» **Goal 1**
Find every line of the records below that contains the word "white", and copy each of those lines.

» **Document section**
Conference: CVPR 2025
arXiv: 2408.09859
Code: https://github.com/USTCLH/OccMamba
Area: Autonomous Driving / 3D Perception / Semantic Occupancy Prediction
Keywords: Semantic Occupancy, Mamba, Hilbert Curve, LiDAR-Camera Fusion, Long-range Modeling

TL;DR

OccMamba introduces SSM/Mamba into outdoor semantic occupancy prediction. It serializes 3D voxels into 1D sequences via a height-prioritized 2D Hilbert flattening strategy, and uses a hierarchical Mamba structure coupled with a local context processor to model both global and local contexts. It achieves state-of-the-art (SOTA) results on OpenOccupancy, SemanticKITTI, and SemanticPOSS, with GPU memory consumption far lower than Transformer-based approaches.

Background & Motivation

  1. Background: Semantic occupancy prediction, which outputs occupancy states and category labels for large-scale 3D voxels (millions of voxels), is a crucial perception task for autonomous driving, AR, and robotics.
  2. Limitations of Prior Work:
    • Single-modal (LiDAR or Camera) methods suffer from insufficient information, whereas multi-modal CNNs (such as M-CONet) fail to capture global contexts.
    • Transformer-based approaches (such as OccFormer and OccNet) scale quadratically \(\mathcal{O}(N^2)\) in complexity, causing GPU memory explosion when processing large numbers of voxels. Consequently, they must compromise accuracy through deformable attention or spatial projections.
  3. Key Challenge: Large-scale semantic occupancy prediction requires both global context modeling and computationally feasible scaling for millions of voxels.
  4. Goal: Achieve simultaneous global, local, and cross-modal fusion capabilities within linear computational complexity.
  5. Key Insight: While Mamba (SSM) has been proven to achieve global modeling with linear complexity in NLP and 3D point cloud domains, it acts as a 1D sequence model. Flattening 3D voxel grids directly into 1D sequences disrupts their spatial adjacency.
  6. Core Idea: Design a serialization strategy tailored for the "horizontally wide and vertically short" structures typical of driving scenes. The method stacks voxels along the \(z\)-axis (height) first to form vertical columns, and then scans these columns in the \(xy\)-plane using a 2D Hilbert curve, maximizing the preservation of spatial adjacency.

» **Exercise input**

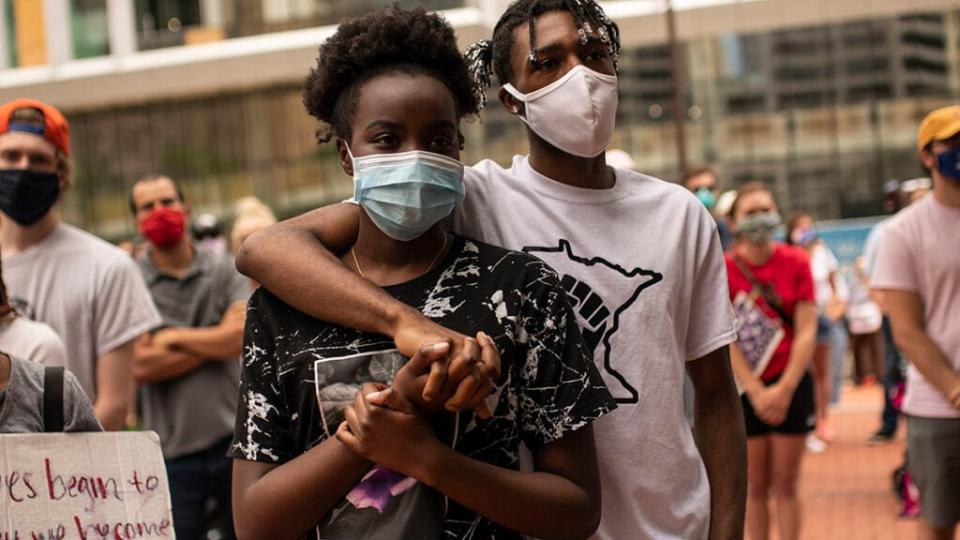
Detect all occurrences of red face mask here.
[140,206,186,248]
...
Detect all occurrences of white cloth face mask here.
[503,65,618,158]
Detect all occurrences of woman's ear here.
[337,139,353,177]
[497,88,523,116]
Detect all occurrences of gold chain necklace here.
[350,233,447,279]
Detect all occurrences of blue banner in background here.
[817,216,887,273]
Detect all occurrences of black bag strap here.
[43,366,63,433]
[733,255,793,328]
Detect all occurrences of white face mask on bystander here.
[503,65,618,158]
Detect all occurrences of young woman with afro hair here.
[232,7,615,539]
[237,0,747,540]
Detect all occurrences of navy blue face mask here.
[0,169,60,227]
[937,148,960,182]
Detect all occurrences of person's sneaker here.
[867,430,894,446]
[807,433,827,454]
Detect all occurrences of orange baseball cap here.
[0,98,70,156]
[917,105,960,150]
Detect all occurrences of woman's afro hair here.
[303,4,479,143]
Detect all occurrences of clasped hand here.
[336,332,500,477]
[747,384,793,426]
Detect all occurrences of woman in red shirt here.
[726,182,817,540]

» **Goal 2**
Rewrite the stretch of the OccMamba summary from "OccMamba introduces SSM/Mamba" through "capture global contexts.", changing "Transformer-based" to "attention-based" wherever it occurs.

» **Exercise result 1**
Detect all occurrences of white cloth face mask here.
Detect all occurrences of white face mask on bystander here.

» **Exercise result 2**
OccMamba introduces SSM/Mamba into outdoor semantic occupancy prediction. It serializes 3D voxels into 1D sequences via a height-prioritized 2D Hilbert flattening strategy, and uses a hierarchical Mamba structure coupled with a local context processor to model both global and local contexts. It achieves state-of-the-art (SOTA) results on OpenOccupancy, SemanticKITTI, and SemanticPOSS, with GPU memory consumption far lower than attention-based approaches.

Background & Motivation

  1. Background: Semantic occupancy prediction, which outputs occupancy states and category labels for large-scale 3D voxels (millions of voxels), is a crucial perception task for autonomous driving, AR, and robotics.
  2. Limitations of Prior Work:
    • Single-modal (LiDAR or Camera) methods suffer from insufficient information, whereas multi-modal CNNs (such as M-CONet) fail to capture global contexts.